# Work order A
Reproduce the court opinion excerpt from "Thinking that perhaps" up to and including "to medical books.", putting "medical texts" in place of "medical books" wherever it occurs.
# Work order B
Carry the court opinion excerpt forward from the point where it stops.

# Page text
+ + + + + + +

The question before us, then, is this: Is it clearly or manifestly improbable that a man could have driven an automobile six or seven miles with four pieces of glass in his left eye, these pieces of glass being so large that they were capable of being taken out of the eye and placed in a vial for later exhibition, and when it is considered in connection therewith that the alleged presence of the pieces of glass in the eye was the result of a violent projection of a stone against the eyeglass breaking of the lens into fragments, four pieces of which were driven into the eye by the force aforesaid?
Thinking that perhaps some aid could be derived from standard medical books dealing with injuries to the eye and the consequent symptoms thereof, we requested that, in the additional briefs aforementioned, counsel would point out to us what is said by such treatises on the precise point here under discussion, and to cite to us the legal authorities whether we could consult the medical books on the subject in arriving at a conclusion. The response was such that we find that the medical books treat of the point under inquiry in such a general way, or so obscurely to the nonprofessional mind, that no aid would be derived from their use; hence it is not necessary to decide whether we would be authorized to look to medical books.

+ + + + + + +

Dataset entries
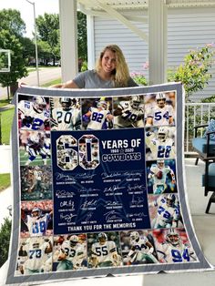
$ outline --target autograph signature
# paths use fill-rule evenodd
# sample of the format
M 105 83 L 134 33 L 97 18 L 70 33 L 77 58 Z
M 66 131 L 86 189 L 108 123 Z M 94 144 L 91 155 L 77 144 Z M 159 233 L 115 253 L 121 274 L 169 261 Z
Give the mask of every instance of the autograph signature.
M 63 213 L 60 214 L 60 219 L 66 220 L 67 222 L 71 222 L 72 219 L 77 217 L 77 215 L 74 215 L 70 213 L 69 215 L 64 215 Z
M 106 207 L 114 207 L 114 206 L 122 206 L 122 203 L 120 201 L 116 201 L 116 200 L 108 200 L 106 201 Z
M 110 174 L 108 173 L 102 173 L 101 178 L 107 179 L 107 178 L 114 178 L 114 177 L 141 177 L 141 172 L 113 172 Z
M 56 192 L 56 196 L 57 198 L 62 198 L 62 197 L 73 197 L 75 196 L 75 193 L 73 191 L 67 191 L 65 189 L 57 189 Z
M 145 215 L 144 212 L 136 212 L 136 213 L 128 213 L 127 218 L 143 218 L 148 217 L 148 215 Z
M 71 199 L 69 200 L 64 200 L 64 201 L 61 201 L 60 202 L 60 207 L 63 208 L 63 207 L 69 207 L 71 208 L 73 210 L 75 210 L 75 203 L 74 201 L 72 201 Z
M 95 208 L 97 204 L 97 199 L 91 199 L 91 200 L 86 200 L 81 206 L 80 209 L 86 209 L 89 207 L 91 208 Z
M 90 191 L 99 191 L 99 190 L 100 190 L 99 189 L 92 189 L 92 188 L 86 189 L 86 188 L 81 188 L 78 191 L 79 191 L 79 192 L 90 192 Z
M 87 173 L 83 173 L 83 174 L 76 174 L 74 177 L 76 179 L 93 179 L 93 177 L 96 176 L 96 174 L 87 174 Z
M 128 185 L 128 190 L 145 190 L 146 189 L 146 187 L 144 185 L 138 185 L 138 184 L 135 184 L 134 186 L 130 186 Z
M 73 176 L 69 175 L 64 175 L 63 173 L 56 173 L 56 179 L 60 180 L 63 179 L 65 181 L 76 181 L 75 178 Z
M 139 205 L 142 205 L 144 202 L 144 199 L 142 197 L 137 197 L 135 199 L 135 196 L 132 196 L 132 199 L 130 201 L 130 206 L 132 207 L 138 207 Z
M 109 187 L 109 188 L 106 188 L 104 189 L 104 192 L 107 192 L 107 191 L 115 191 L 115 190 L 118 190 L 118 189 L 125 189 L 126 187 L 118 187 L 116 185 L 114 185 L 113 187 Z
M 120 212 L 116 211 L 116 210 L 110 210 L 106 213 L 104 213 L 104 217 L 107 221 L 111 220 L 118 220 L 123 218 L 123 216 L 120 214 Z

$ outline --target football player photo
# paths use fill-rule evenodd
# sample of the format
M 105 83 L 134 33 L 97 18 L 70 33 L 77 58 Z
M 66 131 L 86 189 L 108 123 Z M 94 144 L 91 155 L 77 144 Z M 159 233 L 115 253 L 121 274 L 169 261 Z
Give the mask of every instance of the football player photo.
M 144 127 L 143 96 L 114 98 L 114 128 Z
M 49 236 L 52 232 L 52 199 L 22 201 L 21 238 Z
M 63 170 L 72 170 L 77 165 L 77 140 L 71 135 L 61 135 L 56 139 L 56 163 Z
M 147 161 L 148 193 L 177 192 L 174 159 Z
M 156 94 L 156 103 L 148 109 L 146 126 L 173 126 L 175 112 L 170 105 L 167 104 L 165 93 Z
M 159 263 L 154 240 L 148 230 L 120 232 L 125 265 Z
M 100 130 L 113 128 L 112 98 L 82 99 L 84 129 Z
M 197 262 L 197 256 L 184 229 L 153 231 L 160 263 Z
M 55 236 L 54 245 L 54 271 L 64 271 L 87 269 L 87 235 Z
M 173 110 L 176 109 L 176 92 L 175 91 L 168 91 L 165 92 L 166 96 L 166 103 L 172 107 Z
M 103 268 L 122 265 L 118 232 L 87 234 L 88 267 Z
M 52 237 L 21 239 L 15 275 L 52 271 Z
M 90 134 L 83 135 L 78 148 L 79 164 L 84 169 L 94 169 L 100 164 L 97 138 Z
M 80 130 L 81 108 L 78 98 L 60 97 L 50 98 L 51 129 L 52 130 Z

+ + + + + + +

# Exercise output A
Thinking that perhaps some aid could be derived from standard medical texts dealing with injuries to the eye and the consequent symptoms thereof, we requested that, in the additional briefs aforementioned, counsel would point out to us what is said by such treatises on the precise point here under discussion, and to cite to us the legal authorities whether we could consult the medical texts on the subject in arriving at a conclusion. The response was such that we find that the medical texts treat of the point under inquiry in such a general way, or so obscurely to the nonprofessional mind, that no aid would be derived from their use; hence it is not necessary to decide whether we would be authorized to look to medical texts.

# Exercise output B
We must, therefore, resort to common sense, common experience, and common observation as regards the common facts of nature, and answer the stated question accordingly. There is no part of the human anatomy more sensitive to injury than the eye, or wherein the pain and distress resulting therefrom is more distracting — a fact known to all men. The eye involuntarily closes even to a gust of dust or sand, and an injury to one eye sets up an involuntary sympathetic response from the other. Had it been averred that these pieces of glass went into both eyes, we would, upon an instant, unhesitatingly say that to have driven an automobile six or seven miles in that condition would have been so nearly impossible as to be utterly unbelievable. Is it still clearly improbable, when the injury, severe as is claimed, was to one eye? We have concluded, after mature consideration, that "as a proper precaution against an unjust outcome of litigation" the answer to that question must be that it is clearly or manifestly improbable; that any other answer would put too great a strain on credulity; that the jury must have considered that, since the alleged occurrence was possible and was testified to by appellee as a fact, the jury was obliged to accept it as such, which is not the law either in this or in any other jurisdiction. The proof is sufficient that appellee was struck in the eye, but not that he suffered any such injury therefrom as claimed by him, and as was allowed in the verdict.
Affirmed as to liability; reversed and remanded as to amount of damages.